WHAT THE EXERCISE ASKS: Copy out, unchanged, the stretch of the entries from the line containing "of the blue" through the end of the entries.

EXERCISE INPUTS:
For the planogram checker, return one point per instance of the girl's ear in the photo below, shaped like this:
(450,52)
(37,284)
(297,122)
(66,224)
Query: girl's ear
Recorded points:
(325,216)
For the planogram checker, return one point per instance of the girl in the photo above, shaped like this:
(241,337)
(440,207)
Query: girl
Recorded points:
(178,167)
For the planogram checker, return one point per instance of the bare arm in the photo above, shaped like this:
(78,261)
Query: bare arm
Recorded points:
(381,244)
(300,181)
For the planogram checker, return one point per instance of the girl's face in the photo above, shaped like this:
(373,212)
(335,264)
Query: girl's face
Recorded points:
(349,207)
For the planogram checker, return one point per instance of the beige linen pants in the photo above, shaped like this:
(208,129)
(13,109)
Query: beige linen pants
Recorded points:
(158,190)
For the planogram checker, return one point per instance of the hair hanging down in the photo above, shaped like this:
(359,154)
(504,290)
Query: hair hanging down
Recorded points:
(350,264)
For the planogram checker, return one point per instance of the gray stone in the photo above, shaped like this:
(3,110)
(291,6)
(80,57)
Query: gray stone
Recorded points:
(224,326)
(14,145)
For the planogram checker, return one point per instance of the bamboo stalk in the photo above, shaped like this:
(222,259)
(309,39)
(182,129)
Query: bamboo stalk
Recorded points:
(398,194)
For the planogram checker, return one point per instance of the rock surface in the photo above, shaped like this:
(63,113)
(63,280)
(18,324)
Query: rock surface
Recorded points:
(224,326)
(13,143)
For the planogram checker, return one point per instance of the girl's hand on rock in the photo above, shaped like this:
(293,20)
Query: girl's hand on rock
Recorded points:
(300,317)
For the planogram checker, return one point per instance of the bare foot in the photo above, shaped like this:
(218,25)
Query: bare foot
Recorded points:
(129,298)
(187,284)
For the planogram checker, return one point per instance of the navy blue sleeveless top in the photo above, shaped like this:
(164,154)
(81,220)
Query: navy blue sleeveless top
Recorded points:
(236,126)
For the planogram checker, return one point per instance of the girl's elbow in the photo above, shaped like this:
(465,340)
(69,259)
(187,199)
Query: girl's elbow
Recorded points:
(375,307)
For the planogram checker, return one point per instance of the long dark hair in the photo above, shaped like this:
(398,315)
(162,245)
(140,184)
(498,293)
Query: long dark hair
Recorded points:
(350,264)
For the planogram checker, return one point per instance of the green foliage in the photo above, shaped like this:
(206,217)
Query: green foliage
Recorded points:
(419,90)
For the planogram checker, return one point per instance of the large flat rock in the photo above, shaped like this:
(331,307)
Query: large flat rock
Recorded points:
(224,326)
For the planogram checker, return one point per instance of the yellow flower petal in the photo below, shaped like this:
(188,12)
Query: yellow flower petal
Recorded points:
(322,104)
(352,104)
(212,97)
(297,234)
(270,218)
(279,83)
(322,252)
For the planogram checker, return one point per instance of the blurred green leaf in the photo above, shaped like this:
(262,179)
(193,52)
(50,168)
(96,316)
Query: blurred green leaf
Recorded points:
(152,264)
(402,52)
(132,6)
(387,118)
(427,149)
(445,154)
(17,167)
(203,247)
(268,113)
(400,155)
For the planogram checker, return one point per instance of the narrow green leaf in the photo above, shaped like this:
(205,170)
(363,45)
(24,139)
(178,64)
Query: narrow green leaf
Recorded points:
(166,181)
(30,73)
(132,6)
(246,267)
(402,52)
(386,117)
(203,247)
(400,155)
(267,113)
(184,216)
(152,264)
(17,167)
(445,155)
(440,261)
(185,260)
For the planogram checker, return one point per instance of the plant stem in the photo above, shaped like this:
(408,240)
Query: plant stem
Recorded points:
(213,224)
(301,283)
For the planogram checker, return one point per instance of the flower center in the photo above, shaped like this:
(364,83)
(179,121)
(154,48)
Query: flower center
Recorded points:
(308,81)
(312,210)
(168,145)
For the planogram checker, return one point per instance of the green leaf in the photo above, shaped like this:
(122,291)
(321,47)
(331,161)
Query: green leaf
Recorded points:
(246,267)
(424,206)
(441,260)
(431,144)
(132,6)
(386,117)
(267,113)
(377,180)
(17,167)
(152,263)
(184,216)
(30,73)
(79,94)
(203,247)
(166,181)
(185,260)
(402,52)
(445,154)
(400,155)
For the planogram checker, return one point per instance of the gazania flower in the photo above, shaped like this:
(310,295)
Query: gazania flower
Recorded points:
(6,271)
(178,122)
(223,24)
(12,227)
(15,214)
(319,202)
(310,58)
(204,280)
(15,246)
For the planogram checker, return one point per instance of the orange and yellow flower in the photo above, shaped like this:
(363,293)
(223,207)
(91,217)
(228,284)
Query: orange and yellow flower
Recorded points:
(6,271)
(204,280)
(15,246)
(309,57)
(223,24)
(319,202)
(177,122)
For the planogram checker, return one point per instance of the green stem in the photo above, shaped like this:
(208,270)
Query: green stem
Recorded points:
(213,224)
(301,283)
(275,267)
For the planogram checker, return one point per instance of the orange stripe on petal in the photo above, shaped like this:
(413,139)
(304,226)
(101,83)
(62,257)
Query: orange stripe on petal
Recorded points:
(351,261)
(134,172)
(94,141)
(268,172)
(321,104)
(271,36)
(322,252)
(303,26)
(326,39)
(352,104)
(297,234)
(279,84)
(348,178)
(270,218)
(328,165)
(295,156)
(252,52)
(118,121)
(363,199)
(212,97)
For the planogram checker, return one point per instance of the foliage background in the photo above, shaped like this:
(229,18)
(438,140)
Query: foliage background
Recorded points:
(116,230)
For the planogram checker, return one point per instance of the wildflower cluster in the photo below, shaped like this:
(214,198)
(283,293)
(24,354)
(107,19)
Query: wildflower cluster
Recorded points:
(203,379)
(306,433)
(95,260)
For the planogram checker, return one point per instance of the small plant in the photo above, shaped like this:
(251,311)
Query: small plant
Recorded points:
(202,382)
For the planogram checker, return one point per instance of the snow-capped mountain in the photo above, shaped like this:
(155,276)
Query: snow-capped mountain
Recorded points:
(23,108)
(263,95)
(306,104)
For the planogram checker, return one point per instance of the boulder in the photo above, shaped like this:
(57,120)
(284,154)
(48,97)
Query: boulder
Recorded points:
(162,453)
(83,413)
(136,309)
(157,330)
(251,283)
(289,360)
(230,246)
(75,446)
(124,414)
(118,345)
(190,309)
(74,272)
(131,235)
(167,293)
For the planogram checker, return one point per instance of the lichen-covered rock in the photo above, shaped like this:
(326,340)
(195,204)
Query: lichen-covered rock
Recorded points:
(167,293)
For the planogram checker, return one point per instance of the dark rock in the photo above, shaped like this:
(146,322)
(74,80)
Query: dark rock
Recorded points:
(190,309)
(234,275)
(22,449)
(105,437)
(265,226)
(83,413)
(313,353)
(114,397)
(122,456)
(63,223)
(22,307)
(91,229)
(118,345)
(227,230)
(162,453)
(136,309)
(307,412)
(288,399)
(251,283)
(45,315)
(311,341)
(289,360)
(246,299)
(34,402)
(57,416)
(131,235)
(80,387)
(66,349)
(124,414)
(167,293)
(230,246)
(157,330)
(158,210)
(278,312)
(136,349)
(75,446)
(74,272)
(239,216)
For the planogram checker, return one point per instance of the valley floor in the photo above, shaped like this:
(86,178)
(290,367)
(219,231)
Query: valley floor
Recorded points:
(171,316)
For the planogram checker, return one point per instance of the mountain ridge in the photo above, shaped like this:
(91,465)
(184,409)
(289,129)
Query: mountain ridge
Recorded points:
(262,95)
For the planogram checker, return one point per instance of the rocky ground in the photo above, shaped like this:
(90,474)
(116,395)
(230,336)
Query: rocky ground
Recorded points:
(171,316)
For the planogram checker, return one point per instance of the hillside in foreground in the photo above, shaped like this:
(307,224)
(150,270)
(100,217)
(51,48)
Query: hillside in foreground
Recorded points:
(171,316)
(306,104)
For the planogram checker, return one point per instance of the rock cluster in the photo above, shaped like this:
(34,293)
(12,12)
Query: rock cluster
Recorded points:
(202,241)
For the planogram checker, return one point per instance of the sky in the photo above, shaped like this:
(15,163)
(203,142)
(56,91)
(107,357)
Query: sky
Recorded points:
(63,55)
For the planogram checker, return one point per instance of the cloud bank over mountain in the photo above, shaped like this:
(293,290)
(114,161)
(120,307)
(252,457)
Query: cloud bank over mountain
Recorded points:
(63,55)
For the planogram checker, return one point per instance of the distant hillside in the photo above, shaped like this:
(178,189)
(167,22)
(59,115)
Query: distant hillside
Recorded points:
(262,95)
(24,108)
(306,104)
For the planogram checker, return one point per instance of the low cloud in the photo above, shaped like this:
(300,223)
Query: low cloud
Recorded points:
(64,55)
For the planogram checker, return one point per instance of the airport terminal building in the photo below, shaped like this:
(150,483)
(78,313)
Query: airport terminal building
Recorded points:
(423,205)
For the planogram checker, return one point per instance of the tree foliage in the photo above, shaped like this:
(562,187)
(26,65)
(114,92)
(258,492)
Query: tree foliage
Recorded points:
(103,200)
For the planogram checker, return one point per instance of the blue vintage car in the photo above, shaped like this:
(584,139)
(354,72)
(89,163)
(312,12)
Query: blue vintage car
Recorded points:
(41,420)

SOLUTION FOR THIS PROBLEM:
For the planogram checker, return one point per instance of the blue vintage car in the photo above, shaped like this:
(584,139)
(354,72)
(89,163)
(312,12)
Query: blue vintage car
Recorded points:
(41,420)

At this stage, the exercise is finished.